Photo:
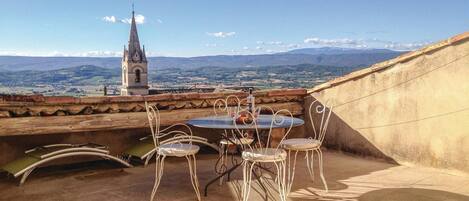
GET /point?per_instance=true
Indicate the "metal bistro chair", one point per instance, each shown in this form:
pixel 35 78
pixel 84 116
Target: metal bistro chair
pixel 172 143
pixel 229 106
pixel 261 152
pixel 309 145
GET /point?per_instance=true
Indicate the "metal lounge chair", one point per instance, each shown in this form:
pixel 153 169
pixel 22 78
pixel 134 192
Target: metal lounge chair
pixel 35 157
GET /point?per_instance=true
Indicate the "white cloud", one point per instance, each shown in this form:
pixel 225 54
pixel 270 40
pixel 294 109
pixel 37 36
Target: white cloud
pixel 333 42
pixel 291 46
pixel 139 19
pixel 365 43
pixel 405 46
pixel 275 43
pixel 221 34
pixel 111 19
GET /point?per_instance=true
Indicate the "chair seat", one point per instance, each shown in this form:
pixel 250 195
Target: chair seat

■ **Aim of the task**
Your answer must be the line containing "pixel 22 78" and each line after it in the listing above, copied exactly.

■ **Solution**
pixel 22 78
pixel 134 192
Target: metal lounge chair
pixel 35 157
GET /point?per_instance=true
Indicate the "white cloud", one point per instance, each shown in this form:
pixel 225 54
pixel 270 40
pixel 294 109
pixel 37 36
Target: white cloud
pixel 333 42
pixel 291 46
pixel 139 19
pixel 365 43
pixel 405 46
pixel 275 43
pixel 221 34
pixel 111 19
GET /point?per_instance=true
Indicate the "chair seat", one point per instance, each shown in this form:
pixel 250 195
Target: chair seat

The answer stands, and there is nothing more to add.